[petsc-dev] asm / gasm

Barry Smith bsmith at mcs.anl.gov
Thu Jun 23 16:46:19 CDT 2016


   Mark, 

    It is not as simple as this to convert to ASM. It will take a little bit of work to use ASM here instead of GASM.

    But before that please please tell me the command line argument and example you use where the GASM crashes so I can get that fixed. Then I will look at using ASM instead after I have the current GASM code running again.

   Barry


> On Jun 23, 2016, at 4:19 PM, Mark Adams <mfadams at lbl.gov> wrote:
> 
> The question boils down to, for empty processors do we:
> 
> ierr = ISCreateGeneral(PETSC_COMM_SELF, 0, NULL, PETSC_COPY_VALUES, &is);CHKERRQ(ierr);
>           ierr = PCASMSetLocalSubdomains(subpc, 1, &is, NULL);CHKERRQ(ierr);
>           ierr = ISDestroy(&is);CHKERRQ(ierr);
> 
> or
> 
> PCASMSetLocalSubdomains(subpc, 0, NULL, NULL);
> 
> The later gives and error that one domain is need and the later gives an error (appended). 
> 
> I've checked in the code for this second error in ksp (make runex56)
> 
> Thanks,
> 
> [0]PETSC ERROR: --------------------- Error Message --------------------------------------------------------------    
> [0]PETSC ERROR: Petsc has generated inconsistent data                                                                 
> [0]PETSC ERROR: MPI_Allreduce() called in different locations (code lines) on different processors                    
> [0]PETSC ERROR: See http://www.mcs.anl.gov/petsc/documentation/faq.html for trouble shooting.                         
> [0]PETSC ERROR: Petsc Development GIT revision: v3.7.2-633-g4f88208  GIT Date: 2016-06-23 18:53:31 +0200              
> [0]PETSC ERROR: /global/u2/m/madams/petsc/src/ksp/ksp/examples/tutorials/./ex56 on a arch-xc30-dbg64-intel named nid00495 by madams Thu Jun 23 14:12:57 2016                                                                                
> [0]PETSC ERROR: Configure options --COPTFLAGS="-no-ipo -g -O0" --CXXOPTFLAGS="-no-ipo -g -O0" --FOPTFLAGS="-fast -no-ipo -g -O0" --download-parmetis --download-metis --with-ssl=0 --with-cc=cc --with-clib-autodetect=0 --with-cxx=CC --with-cxxlib-autodetect=0 --with-debugging=1 --with-fc=0 --with-shared-libraries=0 --with-x=0 --with-mpiexec=srun LIBS=-lstdc++ --with-64-bit-indices PETSC_ARCH=arch-xc30-dbg64-intel                                                          
> [0]PETSC ERROR: #1 MatGetSubMatrices_MPIAIJ() line 1147 in /global/u2/m/madams/petsc/src/mat/impls/aij/mpi/mpiov.c    
> [0]PETSC ERROR: #2 MatGetSubMatrices_MPIAIJ() line 1147 in /global/u2/m/madams/petsc/src/mat/impls/aij/mpi/mpiov.c    
> [1]PETSC ERROR: --------------------- Error Message --------------------------------------------------------------    
> 
> On Thu, Jun 23, 2016 at 8:05 PM, Barry Smith <bsmith at mcs.anl.gov> wrote:
> 
>   Where is the command line that generates the error?

********

#### Requirements
In the ASM and GASM thread, what does Barry ask Mark to send him before he looks into using ASM?

#### Raw records
********

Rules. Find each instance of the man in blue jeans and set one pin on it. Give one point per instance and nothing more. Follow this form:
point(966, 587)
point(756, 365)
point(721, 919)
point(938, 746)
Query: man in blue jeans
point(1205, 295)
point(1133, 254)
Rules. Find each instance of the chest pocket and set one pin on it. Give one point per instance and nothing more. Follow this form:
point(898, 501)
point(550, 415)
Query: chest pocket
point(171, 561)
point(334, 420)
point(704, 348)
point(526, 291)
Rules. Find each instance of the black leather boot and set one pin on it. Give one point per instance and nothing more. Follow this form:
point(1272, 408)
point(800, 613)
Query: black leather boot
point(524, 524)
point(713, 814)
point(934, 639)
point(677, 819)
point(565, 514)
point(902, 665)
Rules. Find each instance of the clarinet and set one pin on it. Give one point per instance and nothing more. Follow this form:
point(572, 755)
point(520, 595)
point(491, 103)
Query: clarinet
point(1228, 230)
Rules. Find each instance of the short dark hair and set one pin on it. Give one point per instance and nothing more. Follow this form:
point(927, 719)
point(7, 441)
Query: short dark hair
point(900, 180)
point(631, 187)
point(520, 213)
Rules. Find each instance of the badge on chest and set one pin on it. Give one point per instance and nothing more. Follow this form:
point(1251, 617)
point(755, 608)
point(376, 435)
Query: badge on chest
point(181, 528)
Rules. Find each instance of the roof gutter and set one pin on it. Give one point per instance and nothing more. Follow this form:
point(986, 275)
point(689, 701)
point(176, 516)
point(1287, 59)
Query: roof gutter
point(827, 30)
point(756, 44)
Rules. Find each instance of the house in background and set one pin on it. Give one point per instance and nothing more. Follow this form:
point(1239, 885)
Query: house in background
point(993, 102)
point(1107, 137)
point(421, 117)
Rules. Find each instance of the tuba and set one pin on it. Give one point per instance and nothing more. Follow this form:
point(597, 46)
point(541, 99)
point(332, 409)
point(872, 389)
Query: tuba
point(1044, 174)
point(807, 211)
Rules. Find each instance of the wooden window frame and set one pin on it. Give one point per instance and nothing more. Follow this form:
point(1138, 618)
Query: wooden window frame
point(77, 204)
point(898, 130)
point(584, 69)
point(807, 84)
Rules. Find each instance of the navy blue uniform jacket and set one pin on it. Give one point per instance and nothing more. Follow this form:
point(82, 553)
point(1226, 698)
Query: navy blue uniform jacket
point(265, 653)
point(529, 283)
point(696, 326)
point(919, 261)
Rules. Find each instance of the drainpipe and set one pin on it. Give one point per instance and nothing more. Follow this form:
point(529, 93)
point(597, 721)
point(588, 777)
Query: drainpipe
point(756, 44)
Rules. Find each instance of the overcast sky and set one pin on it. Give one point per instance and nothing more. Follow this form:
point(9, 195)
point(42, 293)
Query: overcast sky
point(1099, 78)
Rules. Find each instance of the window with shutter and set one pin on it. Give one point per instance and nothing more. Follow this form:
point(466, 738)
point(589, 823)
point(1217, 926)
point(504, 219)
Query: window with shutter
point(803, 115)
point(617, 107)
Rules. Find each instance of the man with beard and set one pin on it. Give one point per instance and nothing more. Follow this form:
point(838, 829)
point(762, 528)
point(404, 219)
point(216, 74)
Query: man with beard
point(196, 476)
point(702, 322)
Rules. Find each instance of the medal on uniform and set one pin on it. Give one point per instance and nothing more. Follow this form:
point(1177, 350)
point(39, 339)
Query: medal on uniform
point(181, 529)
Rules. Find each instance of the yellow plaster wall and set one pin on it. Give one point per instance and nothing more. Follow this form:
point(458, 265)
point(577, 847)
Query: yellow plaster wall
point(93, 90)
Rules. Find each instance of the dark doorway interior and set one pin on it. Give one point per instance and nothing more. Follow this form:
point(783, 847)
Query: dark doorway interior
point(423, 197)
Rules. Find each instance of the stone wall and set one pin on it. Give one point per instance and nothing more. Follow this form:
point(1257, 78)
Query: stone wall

********

#### Answer below
The command line argument and example Mark uses where GASM crashes.